## WHAT TO PRODUCE
Retype each of the entries below line for line, with every character unchanged.

Labeled point records

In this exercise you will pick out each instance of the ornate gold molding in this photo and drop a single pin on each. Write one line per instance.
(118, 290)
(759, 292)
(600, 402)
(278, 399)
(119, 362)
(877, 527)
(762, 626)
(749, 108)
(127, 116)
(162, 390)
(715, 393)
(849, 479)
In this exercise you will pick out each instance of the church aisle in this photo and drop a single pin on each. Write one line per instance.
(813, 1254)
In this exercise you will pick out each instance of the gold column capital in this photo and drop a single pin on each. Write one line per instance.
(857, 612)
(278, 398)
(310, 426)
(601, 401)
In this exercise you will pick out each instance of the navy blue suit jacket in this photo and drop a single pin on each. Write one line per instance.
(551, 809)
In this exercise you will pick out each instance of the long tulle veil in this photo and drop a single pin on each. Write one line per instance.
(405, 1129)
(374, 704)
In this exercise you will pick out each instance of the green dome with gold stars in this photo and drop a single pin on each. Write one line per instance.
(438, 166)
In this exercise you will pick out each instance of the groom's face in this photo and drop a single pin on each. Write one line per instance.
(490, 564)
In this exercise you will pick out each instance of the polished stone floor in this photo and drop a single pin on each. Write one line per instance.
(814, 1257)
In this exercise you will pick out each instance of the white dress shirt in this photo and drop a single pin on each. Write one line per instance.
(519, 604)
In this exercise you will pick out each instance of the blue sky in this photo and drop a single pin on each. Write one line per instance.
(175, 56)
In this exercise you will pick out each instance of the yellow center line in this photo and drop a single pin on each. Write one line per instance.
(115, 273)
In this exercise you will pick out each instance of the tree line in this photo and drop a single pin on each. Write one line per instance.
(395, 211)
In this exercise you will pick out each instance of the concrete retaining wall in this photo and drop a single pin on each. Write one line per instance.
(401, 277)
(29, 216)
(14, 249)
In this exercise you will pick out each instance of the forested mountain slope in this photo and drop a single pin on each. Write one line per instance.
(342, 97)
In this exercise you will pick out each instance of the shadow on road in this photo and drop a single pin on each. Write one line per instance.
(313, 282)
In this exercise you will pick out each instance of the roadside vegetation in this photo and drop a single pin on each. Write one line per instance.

## SOLVED EXERCISE
In this exercise you will pick out each instance of the ornate gold molding in this photo and drop a single pin on each. Write one line per instance.
(118, 290)
(759, 292)
(600, 402)
(278, 399)
(119, 362)
(877, 527)
(762, 626)
(749, 108)
(127, 116)
(162, 390)
(715, 393)
(849, 479)
In this exercise you will pick out each instance of the church aisle in this photo and drop a single pin on each. Write one line per instance.
(813, 1254)
In this exercise you will pick out each instance of the gold column capital in this photo and drop a single pin on each. Write one line per instance.
(857, 612)
(278, 398)
(310, 426)
(601, 401)
In this exercise you will pick out each instance of the navy blue suit jacket in this photo and drop a single pin on each. Write one line per instance.
(551, 809)
In this exercise you will pick out each instance of the long tulle veil in this photo and drop a single pin on each. Write one line per instance.
(405, 1129)
(374, 704)
In this exercise you will pick out each instance of the green dome with gold stars in this photo and drop a single pin on each. Write one line per instance.
(438, 166)
In this exercise you will pick out each instance of the groom's face in this photo and drop a single pin on each. Write one line per instance.
(490, 564)
In this exercise you will pick out each instance of the polished stone floor in this photo and drop a single pin on each. Write one line per instance.
(814, 1257)
In this exercise you will pick out each instance of the white dress shirt in this photo and drop a single pin on each. Write one line per instance.
(519, 604)
In this exercise you will pick out each instance of the blue sky in this photo and drop a single pin on each. Write one line per instance.
(175, 56)
In this exercise you will pick out each instance of the yellow center line in this photo and drop a single pin on each. Write one line per instance.
(115, 273)
In this exercise you will pick out each instance of the tree line in this photo and drop a single pin on each. Write one line per instance.
(395, 211)
In this exercise you will pick out each instance of the concrete retaining wall in this photo and drop a single pin on each. Write one line per instance.
(401, 277)
(29, 216)
(14, 249)
In this exercise you will pick out each instance of the forested mountain slope in this photo and drop a single pin on each. Write one line per instance.
(342, 97)
In this exercise you will pick out each instance of the shadow on road in this photo and drop a single pin on each. Write one line per instance.
(313, 282)
In this exercise you will pick out each instance of the roadside vegetation in this photo and drop a single pin on each. Write one line per instance.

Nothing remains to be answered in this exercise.